A compelling hypothesis suggests that the flourishing of so-called Phemba maternity figures was connected to a cult celebrating fertility, large progeny, and motherhood - developed between 1840 and 1900 in response to the stress caused by droughts, famines, diseases, and a sharp decline in birth rates6.

The Scharf maternity is the only one - along with the one from my father's collection - to display a certain patina of ritual use, while the other four present a polished surface with no signs of use. I was able to uncover a crucial, previously unpublished detail about the use of Phemba figures. According to information communicated to Father Bittremieux regarding the statuette in the Royal Museum for Central Africa, it represented the mother of a ritual officiant and diviner. During ceremonial dances held for young girls, the celebrant would carry the Phemba figure wrapped in a special cloth used for carrying infants. During the dance, he would hand the figure to the girls, who were initially too frightened to look at the wooden fetish - until one of them would whisper: “Tuala Mama Phemba give me Madam Phemba so that I may carry her in the baby cloth”. The girl would then hold the figure on her knees or carry it like a child, while the diviner, whirling like a possessed man, stirred up a spirit of competition among the girls, all eager to cradle the beautiful Phemba7.

The iconography of the child lying still on the woman’s lap, legs bent and hands joined as if asleep, reminds us of the symbolism found in the works of great Western painters such as Raphael who often depicted the infant Jesus with the face of an adult, portraying him as a puer senex (“old child”), a poetic way to symbolize divine wisdom.
☆ ☆ ☆ ☆ ☆
* CHECK YOUR UNDERSTANDING:
**A.** According to the passage on Phemba maternity figures, why did a cult celebrating fertility and motherhood arise between 1840 and 1900? Answer in one to three sentences.
**B.** Resume the passage on Phemba maternity figures after its final sentence, which compares the sleeping child to Raphael's depictions of the infant Jesus.
These lines have no connection to the passage on Phemba maternity figures.

* Region pointing data:
☆ ☆ ☆ ☆ ☆
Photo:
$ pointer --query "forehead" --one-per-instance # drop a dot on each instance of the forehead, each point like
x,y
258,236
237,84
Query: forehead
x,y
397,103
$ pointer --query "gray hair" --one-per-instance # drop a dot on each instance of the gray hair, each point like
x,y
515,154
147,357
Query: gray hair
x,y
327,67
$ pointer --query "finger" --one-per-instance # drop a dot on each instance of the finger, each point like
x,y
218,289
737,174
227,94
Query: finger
☆ ☆ ☆ ☆ ☆
* RESPONSES TO THE EXERCISE:
**A.** The cult arose in response to the stress caused by droughts, famines, and diseases, along with a sharp decline in birth rates.

**B.**
From the dawn of artistic creation - with the Venus of Willendorf (24,000-22,000 B.C.) - to the Nana figures of Niki de Saint Phalle (1960s-70s), the representation of women has been a favorite subject across many civilizations, honoring their fertility, beauty, sensuality, and divinity. The Phemba figures of the Yombe rank among the most remarkable and admired icons in the imaginary museum of world sculpture. An artist as gifted as the “Master of Kasadi” always infused his subjects with personal and original choices, while still respecting the canons of the Yombe tradition demonstrating, to the highest degree, a singular formal approach. As they say, behind every masterpiece there is always the man who created it.

1 Les références bibliographiques du professeur Bassani étant nombreuses, je renvoie le lecteur à son excellent article « Art sans artistes ? Problèmes d’attribution dans les arts traditionnels de l’Afrique subsaharienne », in Grunne, B. de, Mains de Maîtres. À la découverte des sculpteurs d’Afrique, Bruxelles, 2001, pp. 13-31.
2 Soupault, P., « L’art africain au Congo belge », in Le miroir du Congo belge, Bruxelles, 1929, tome II, p. 206. Cf. Grunne, B. de, Kongo Phemba, Bruxelles, 2022, p. 134, n° 66.
3 Maesen, A. et Olbrechts, F., Tentoonstelling van Kongo-Kunst, Anvers, 1937, p. 35, n° 292.
4 Maes, J., « Aperçu de quelques conceptions d’art sculptural au Congo belge », in Variétés, Bruxelles, novembre 1928, n° 7.
5 Cf. Grunne, B. de, Kongo Phemba, Bruxelles, 2022, pp. 36-40 , n° 5 et 6.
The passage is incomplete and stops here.